--- Start of Page extract ---

When I visited farms in the Netherlands and traveled throughout the countryside, my first impression of the dairy farms was one of cleanliness. Barnyards were exceptionally clean and neat, with little to no equipment or debris to be seen by passing motorists or visitors. Some of the lack of equipment may be due to the fact that many farms have custom harvesters manage the field harvest eliminating the need for multiple tractors and equipment.
The other striking feature is the lack of manure — well, absent to the view of the general public. Manure storage is primarily done with storages under the barns. If above ground storages are used, the majority of them are covered structures to limit ammonia emissions. Manure spreading is also not “visible” as most farms are required to inject their manure rather than to spread on the surface. Even grass pastures and hayfields are spread with shallow injection and are designed to limit any damage to the existing sod and conserve nitrogen.
With over 16 million people and 9 million cows (realize that the Netherlands is half the size of Maine!), land availability is quite valuable. Almost every bit of available crop ground is used, right up to the edges of the canals and ditch waterways. Much of the grass ground that is used for harvesting feed for the cows in the summer becomes sheep pasture in the fall and winter. These sheep with “golden hooves” graze the perennial ryegrass to keep it short through the winter without damaging the sod, even in the wet fall and winter.
Feed harvest is intense. Since much of the concentrate feed (corn and soybean meal) is imported from South America through the shipping port of Rotterdam, forage quality is critical for economic success. Many fields are cut 6 or 7 times (See picture of round bales with “ 6 and 7” written on them) a summer! (Yes, they have a slightly longer growing season.) The intense harvest schedule assures quality feed so as to be able to reduce the amount of concentrate they need to purchase.

--- End of Page extract ---

Aim A:
Extract every line of the records that contains the string "several", matching case exactly.
The Dutch dairy farm passage and the records after it are separate material.

--- Start of Records provided ---

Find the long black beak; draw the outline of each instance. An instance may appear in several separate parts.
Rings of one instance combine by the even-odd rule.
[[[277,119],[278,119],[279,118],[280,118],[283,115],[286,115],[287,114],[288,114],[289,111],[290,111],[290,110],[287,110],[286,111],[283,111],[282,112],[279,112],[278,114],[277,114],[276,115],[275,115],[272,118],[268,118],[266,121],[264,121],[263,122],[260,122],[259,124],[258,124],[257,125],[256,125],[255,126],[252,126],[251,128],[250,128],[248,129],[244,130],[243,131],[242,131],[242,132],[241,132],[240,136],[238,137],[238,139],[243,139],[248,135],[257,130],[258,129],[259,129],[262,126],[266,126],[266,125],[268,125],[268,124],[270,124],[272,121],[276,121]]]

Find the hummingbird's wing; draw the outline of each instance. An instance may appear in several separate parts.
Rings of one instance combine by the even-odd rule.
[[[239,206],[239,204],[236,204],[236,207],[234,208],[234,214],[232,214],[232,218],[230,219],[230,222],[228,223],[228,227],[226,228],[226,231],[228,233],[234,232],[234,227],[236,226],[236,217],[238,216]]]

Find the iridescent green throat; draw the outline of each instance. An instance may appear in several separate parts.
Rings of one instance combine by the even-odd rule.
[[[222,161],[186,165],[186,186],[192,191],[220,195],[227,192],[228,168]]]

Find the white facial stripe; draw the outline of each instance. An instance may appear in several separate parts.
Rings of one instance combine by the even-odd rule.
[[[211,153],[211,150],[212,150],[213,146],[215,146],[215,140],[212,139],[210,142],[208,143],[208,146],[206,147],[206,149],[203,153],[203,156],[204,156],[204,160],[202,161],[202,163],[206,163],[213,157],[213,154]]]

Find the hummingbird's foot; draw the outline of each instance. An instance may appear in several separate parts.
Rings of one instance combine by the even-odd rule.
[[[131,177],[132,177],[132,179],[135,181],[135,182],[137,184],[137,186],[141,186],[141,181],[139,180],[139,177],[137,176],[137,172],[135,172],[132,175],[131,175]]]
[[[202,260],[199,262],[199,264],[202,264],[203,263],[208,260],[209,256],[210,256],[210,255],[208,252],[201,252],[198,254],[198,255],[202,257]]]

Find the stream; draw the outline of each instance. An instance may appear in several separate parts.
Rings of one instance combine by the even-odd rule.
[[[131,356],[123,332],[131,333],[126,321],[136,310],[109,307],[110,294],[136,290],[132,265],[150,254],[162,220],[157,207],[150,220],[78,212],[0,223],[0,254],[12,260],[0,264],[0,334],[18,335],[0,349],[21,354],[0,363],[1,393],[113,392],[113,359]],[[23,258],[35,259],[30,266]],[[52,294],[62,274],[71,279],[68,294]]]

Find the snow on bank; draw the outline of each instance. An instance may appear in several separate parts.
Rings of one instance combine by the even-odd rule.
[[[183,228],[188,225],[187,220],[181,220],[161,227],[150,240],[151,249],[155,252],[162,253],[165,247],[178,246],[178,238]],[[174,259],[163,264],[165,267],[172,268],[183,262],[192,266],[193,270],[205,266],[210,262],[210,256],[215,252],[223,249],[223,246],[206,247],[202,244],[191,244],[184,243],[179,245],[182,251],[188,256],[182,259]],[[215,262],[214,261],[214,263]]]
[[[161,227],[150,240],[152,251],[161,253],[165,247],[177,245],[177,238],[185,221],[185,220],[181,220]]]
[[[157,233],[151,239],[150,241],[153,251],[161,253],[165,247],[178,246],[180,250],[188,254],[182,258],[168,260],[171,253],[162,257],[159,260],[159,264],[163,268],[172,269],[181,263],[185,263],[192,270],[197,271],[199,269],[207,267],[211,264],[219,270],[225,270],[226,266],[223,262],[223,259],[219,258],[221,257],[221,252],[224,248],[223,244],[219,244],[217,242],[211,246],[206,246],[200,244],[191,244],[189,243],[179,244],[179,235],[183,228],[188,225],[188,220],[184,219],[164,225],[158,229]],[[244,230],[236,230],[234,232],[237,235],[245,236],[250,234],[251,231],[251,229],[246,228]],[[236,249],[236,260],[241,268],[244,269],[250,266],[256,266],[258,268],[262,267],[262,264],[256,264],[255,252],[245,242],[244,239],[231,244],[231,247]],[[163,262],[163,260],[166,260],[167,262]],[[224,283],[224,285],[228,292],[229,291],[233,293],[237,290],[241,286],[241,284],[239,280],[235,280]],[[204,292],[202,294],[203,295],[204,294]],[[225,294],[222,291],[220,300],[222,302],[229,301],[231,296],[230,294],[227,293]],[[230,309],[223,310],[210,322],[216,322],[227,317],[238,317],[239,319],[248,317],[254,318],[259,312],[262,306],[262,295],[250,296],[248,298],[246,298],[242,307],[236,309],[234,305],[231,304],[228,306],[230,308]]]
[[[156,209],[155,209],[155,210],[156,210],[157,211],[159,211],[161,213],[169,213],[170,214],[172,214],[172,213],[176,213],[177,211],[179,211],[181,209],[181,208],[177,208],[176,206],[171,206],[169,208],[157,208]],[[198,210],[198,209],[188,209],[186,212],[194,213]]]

--- End of Records provided ---

Aim B:
Please rewrite the stretch of the Dutch dairy farm passage from "The other striking" through "and conserve nitrogen.", changing "ammonia" to "methane".

Exercise solution A:
Find the long black beak; draw the outline of each instance. An instance may appear in several separate parts.
Find the hummingbird's wing; draw the outline of each instance. An instance may appear in several separate parts.
Find the iridescent green throat; draw the outline of each instance. An instance may appear in several separate parts.
Find the white facial stripe; draw the outline of each instance. An instance may appear in several separate parts.
Find the hummingbird's foot; draw the outline of each instance. An instance may appear in several separate parts.
Find the stream; draw the outline of each instance. An instance may appear in several separate parts.
Find the snow on bank; draw the outline of each instance. An instance may appear in several separate parts.

Exercise solution B:
The other striking feature is the lack of manure — well, absent to the view of the general public. Manure storage is primarily done with storages under the barns. If above ground storages are used, the majority of them are covered structures to limit methane emissions. Manure spreading is also not “visible” as most farms are required to inject their manure rather than to spread on the surface. Even grass pastures and hayfields are spread with shallow injection and are designed to limit any damage to the existing sod and conserve nitrogen.